Dataset items:
------------------------------------------------------------

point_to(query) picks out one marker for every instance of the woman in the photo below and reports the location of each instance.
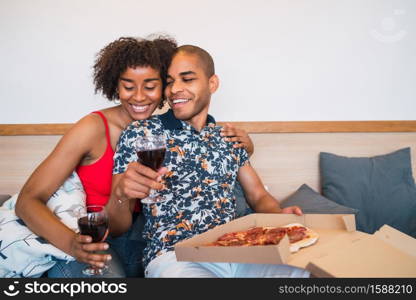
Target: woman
(132, 71)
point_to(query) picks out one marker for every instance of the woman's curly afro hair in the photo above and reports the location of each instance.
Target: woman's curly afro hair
(129, 52)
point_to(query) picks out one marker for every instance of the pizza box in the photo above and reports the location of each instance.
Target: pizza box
(386, 253)
(327, 226)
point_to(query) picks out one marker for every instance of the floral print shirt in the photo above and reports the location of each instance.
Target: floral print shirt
(202, 171)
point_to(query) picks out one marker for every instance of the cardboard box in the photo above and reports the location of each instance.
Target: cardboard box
(327, 226)
(386, 253)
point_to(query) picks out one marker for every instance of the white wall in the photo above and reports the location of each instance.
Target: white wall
(277, 59)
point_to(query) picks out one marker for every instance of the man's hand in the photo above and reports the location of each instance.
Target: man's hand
(292, 210)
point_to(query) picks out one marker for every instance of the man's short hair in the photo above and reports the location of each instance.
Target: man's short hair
(203, 55)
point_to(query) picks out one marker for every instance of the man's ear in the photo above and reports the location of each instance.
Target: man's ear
(214, 83)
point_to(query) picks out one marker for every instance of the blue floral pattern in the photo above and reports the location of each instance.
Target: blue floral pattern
(202, 171)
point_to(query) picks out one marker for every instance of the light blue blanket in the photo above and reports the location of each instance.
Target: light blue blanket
(23, 253)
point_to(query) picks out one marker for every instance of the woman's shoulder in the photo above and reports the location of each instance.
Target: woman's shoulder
(90, 125)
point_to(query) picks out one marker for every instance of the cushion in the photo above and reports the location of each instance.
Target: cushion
(312, 202)
(382, 188)
(242, 207)
(3, 198)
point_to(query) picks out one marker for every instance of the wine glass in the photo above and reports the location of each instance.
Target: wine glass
(93, 221)
(151, 153)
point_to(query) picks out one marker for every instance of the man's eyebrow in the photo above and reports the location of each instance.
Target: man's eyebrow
(126, 79)
(187, 73)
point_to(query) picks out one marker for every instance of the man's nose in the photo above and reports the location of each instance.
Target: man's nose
(176, 87)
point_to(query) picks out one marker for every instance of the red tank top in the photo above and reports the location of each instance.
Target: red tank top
(96, 177)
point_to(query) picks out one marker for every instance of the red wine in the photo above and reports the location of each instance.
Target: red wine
(94, 228)
(152, 158)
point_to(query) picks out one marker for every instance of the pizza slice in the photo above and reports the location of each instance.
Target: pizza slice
(299, 236)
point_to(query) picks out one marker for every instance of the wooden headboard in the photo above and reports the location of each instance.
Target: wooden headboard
(286, 153)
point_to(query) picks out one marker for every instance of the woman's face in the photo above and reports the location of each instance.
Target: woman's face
(140, 91)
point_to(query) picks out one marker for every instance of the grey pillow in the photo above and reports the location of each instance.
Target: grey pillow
(242, 207)
(382, 188)
(3, 198)
(312, 202)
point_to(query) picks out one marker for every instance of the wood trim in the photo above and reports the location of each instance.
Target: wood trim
(34, 129)
(251, 127)
(326, 126)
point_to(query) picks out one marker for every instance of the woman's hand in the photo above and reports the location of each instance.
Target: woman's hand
(137, 181)
(233, 134)
(82, 249)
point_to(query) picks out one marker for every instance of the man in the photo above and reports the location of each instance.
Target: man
(201, 172)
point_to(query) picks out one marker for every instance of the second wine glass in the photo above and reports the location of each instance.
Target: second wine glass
(151, 153)
(93, 221)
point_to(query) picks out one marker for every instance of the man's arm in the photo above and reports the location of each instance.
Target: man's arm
(258, 198)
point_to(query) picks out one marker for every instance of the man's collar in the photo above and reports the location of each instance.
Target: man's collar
(170, 122)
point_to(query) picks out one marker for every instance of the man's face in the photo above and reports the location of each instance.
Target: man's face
(189, 89)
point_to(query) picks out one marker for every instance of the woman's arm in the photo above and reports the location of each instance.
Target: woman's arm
(46, 179)
(135, 183)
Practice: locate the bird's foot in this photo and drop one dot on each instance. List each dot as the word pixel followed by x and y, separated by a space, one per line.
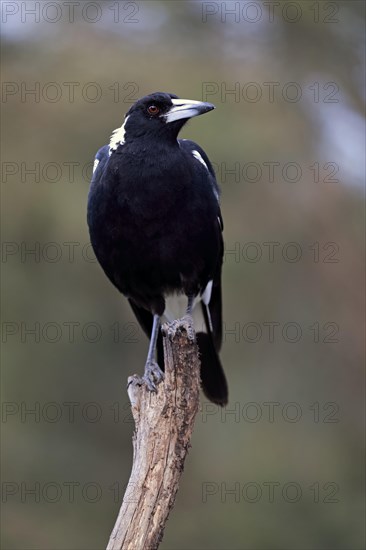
pixel 153 375
pixel 188 320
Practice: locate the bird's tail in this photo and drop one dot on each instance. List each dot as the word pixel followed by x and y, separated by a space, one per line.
pixel 213 379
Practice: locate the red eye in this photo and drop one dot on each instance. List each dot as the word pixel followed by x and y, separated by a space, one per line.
pixel 153 110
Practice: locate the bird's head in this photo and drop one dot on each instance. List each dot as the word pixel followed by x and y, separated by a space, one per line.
pixel 158 116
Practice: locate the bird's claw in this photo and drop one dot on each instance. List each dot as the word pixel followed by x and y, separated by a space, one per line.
pixel 153 375
pixel 188 319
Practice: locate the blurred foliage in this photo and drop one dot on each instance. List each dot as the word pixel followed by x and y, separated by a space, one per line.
pixel 172 48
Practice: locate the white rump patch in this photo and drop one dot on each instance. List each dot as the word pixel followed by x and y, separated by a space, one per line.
pixel 117 137
pixel 96 162
pixel 199 158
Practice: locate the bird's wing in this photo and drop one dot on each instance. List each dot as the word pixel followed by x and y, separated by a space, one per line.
pixel 200 156
pixel 211 302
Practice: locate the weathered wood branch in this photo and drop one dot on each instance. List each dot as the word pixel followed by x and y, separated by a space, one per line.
pixel 163 428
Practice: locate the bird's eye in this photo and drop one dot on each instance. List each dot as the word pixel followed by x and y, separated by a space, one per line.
pixel 153 110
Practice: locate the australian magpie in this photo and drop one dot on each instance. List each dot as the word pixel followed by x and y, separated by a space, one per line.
pixel 156 229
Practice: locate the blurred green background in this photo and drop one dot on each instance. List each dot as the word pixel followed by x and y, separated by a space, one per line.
pixel 282 467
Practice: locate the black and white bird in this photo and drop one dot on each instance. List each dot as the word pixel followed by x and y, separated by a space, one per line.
pixel 156 229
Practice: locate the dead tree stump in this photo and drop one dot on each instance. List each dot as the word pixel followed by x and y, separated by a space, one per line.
pixel 163 428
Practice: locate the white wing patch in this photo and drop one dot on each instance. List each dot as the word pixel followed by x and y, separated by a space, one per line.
pixel 199 158
pixel 117 137
pixel 95 165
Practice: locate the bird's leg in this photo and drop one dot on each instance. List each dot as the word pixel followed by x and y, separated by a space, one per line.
pixel 153 374
pixel 190 305
pixel 188 316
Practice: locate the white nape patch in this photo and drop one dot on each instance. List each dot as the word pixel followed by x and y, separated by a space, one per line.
pixel 206 296
pixel 95 165
pixel 117 137
pixel 199 158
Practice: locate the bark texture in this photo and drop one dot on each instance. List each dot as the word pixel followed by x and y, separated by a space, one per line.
pixel 163 428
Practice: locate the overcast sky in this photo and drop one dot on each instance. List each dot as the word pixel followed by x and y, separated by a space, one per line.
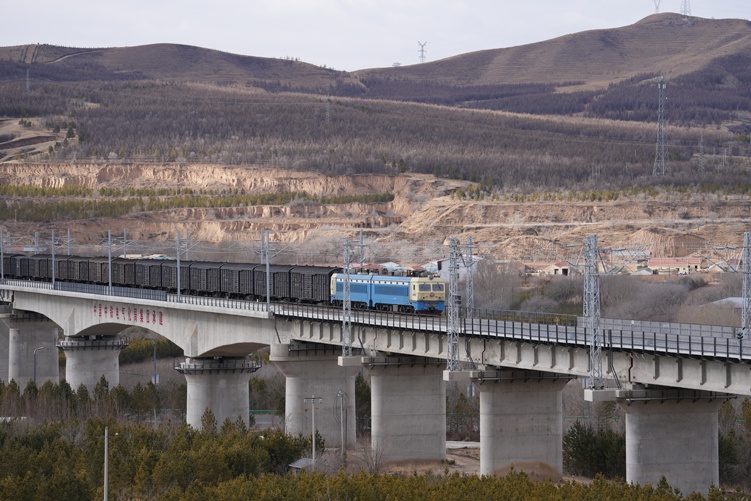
pixel 341 34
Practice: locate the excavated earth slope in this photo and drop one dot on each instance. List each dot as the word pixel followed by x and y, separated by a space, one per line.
pixel 413 227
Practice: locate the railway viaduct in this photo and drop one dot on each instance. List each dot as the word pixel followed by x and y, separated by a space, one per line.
pixel 670 383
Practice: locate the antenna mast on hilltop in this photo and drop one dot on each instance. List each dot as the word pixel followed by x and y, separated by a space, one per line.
pixel 661 163
pixel 686 8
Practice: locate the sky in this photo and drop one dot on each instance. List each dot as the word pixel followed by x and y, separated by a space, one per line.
pixel 341 34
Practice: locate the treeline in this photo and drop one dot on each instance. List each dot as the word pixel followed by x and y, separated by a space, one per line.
pixel 150 122
pixel 33 210
pixel 65 459
pixel 142 349
pixel 52 401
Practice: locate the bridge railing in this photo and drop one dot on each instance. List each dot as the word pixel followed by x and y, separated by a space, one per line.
pixel 217 302
pixel 676 344
pixel 433 323
pixel 615 324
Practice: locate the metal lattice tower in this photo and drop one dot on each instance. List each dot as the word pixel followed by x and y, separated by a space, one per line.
pixel 346 306
pixel 452 326
pixel 592 310
pixel 746 267
pixel 469 266
pixel 686 8
pixel 661 162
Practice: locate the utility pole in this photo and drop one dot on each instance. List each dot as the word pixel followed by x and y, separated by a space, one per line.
pixel 109 260
pixel 346 305
pixel 313 400
pixel 592 310
pixel 177 247
pixel 469 266
pixel 2 257
pixel 746 267
pixel 267 254
pixel 52 272
pixel 361 251
pixel 661 162
pixel 343 425
pixel 452 327
pixel 422 51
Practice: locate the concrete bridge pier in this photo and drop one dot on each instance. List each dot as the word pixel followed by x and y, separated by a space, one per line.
pixel 313 374
pixel 673 433
pixel 23 334
pixel 408 409
pixel 521 418
pixel 219 384
pixel 88 359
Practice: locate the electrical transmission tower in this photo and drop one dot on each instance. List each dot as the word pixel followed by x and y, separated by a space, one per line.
pixel 452 327
pixel 422 51
pixel 592 310
pixel 686 8
pixel 661 162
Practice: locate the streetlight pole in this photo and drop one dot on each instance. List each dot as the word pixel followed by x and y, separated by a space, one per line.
pixel 313 399
pixel 106 461
pixel 35 362
pixel 154 376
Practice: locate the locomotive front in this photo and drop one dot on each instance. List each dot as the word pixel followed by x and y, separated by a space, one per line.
pixel 428 294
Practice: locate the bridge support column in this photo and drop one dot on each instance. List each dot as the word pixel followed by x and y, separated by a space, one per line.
pixel 408 409
pixel 313 371
pixel 27 334
pixel 673 433
pixel 220 385
pixel 521 418
pixel 88 359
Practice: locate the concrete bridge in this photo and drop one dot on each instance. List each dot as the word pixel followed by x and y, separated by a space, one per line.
pixel 669 379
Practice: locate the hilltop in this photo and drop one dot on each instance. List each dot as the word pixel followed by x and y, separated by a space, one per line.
pixel 565 122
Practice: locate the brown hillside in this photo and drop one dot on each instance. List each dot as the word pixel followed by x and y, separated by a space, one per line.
pixel 412 228
pixel 662 43
pixel 665 44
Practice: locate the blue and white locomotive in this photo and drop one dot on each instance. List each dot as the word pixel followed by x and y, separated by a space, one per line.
pixel 390 293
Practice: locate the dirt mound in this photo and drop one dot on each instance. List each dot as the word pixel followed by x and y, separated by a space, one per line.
pixel 535 470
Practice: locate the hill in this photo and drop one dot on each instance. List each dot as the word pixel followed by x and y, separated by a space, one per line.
pixel 520 147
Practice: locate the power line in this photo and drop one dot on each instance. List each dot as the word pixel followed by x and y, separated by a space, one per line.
pixel 422 51
pixel 686 8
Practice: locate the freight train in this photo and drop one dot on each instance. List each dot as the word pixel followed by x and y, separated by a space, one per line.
pixel 301 284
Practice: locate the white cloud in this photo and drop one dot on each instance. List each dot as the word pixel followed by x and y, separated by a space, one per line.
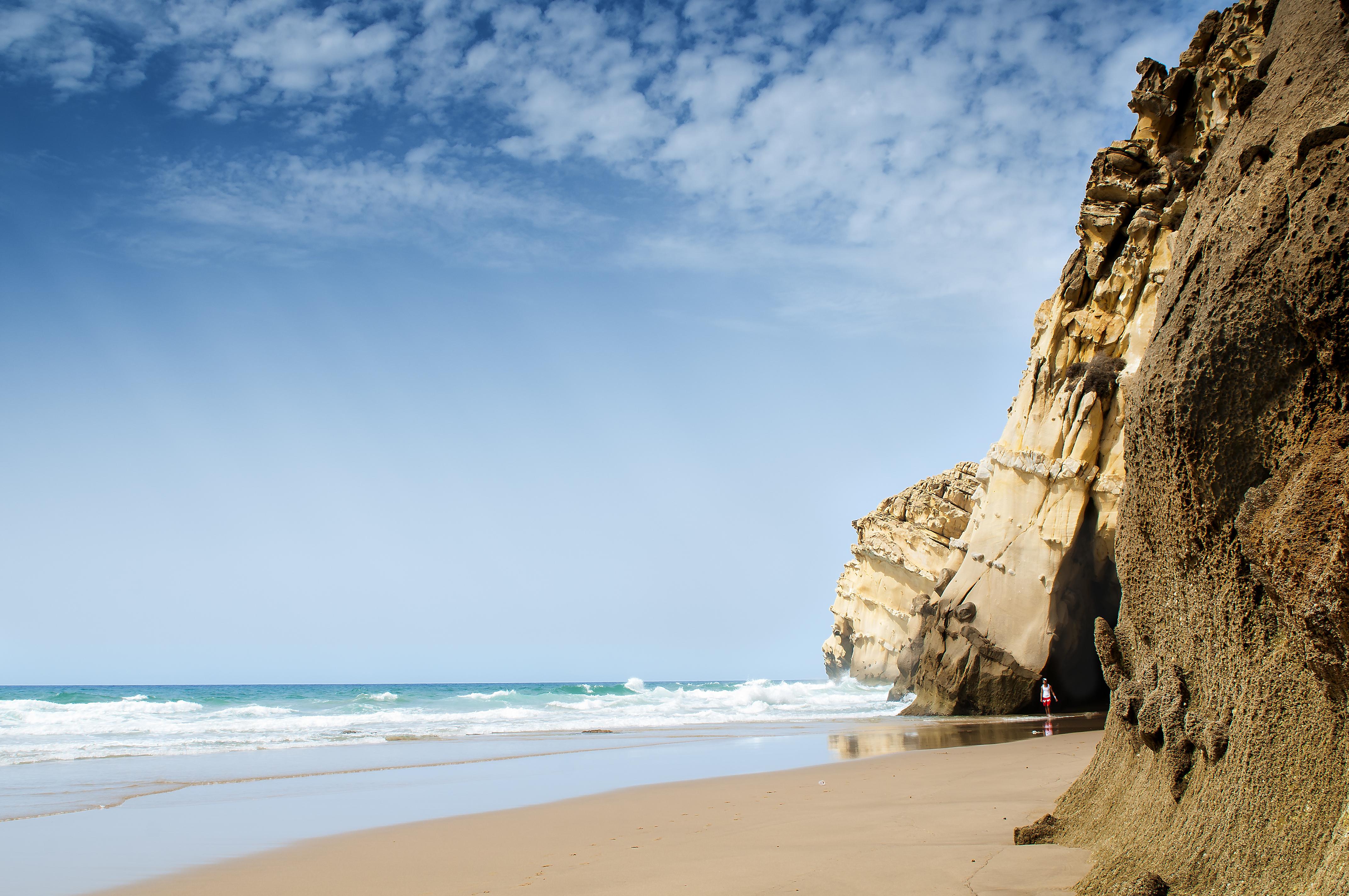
pixel 911 150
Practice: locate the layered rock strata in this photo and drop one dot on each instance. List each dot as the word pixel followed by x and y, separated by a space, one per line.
pixel 906 550
pixel 1038 554
pixel 1037 562
pixel 1225 760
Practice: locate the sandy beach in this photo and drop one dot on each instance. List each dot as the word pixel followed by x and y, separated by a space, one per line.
pixel 921 822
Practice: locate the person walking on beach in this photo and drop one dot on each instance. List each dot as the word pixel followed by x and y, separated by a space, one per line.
pixel 1047 694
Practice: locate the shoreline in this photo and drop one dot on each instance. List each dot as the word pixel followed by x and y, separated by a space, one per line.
pixel 935 821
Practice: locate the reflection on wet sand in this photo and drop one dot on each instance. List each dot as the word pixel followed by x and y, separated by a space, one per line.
pixel 929 735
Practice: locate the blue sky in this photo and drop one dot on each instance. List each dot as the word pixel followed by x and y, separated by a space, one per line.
pixel 452 342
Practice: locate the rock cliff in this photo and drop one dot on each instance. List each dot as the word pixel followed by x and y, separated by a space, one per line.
pixel 1225 760
pixel 1035 559
pixel 907 548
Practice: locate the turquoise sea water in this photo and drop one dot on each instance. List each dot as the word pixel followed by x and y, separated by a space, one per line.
pixel 191 775
pixel 49 724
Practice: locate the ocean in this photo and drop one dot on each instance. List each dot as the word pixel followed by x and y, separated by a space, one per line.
pixel 142 781
pixel 49 724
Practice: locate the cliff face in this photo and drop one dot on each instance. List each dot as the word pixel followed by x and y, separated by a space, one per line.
pixel 906 550
pixel 1225 762
pixel 972 628
pixel 1035 562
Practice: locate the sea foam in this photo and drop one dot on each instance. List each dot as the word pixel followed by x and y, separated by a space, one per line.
pixel 61 724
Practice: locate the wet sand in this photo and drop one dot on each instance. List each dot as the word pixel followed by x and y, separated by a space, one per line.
pixel 919 822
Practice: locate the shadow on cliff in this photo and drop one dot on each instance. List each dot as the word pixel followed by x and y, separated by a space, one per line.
pixel 1086 587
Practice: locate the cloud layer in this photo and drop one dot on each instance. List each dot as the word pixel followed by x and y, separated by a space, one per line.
pixel 914 149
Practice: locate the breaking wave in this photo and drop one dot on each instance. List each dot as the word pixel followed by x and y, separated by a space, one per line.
pixel 63 724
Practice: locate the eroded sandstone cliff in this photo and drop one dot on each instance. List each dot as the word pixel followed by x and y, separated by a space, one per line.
pixel 972 629
pixel 1225 762
pixel 906 550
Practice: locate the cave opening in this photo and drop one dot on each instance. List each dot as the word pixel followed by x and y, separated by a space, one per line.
pixel 1086 587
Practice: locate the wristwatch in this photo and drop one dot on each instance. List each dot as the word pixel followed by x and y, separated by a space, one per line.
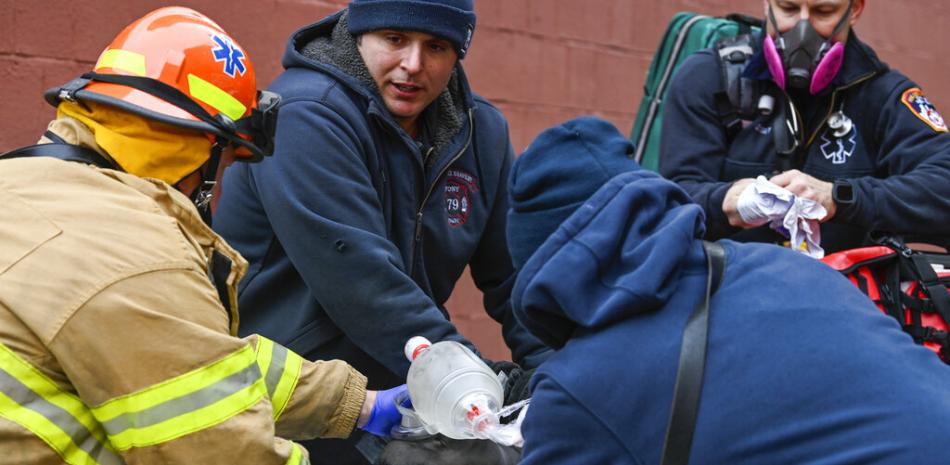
pixel 842 192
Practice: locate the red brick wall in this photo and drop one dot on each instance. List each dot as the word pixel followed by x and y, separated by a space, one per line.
pixel 540 61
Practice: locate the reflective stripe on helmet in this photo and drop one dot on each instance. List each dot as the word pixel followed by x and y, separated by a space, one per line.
pixel 281 368
pixel 122 60
pixel 33 401
pixel 191 402
pixel 218 99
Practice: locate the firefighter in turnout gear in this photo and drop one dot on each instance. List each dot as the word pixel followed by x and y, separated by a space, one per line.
pixel 118 309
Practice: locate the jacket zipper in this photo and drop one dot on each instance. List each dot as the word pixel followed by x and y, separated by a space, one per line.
pixel 417 236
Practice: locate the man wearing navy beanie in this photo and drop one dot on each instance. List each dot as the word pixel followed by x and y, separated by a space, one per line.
pixel 800 366
pixel 389 178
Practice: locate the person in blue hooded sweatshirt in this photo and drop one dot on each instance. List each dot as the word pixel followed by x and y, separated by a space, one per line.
pixel 801 367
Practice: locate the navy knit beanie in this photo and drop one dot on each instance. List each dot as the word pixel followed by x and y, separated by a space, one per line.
pixel 452 20
pixel 558 172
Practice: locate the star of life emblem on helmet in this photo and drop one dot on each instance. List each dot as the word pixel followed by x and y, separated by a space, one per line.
pixel 232 56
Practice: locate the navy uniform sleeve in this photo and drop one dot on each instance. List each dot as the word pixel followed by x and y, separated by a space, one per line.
pixel 559 430
pixel 323 207
pixel 693 144
pixel 494 275
pixel 912 194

------------------------------------------------------------

§ **WHAT YOU NEED TO DO**
Each line from the start of the entries through the line with "the woman's curly" is to be restated exactly, and the pictures are to be skipped.

§ **RESPONSE AREA**
point_to(query) picks out one marker for every instance of the woman in the photo below and reports the location of each instance.
Target: woman
(132, 71)
point_to(query) picks out one marker for every instance of the woman's curly afro hair in the photo above and reports the location of each instance.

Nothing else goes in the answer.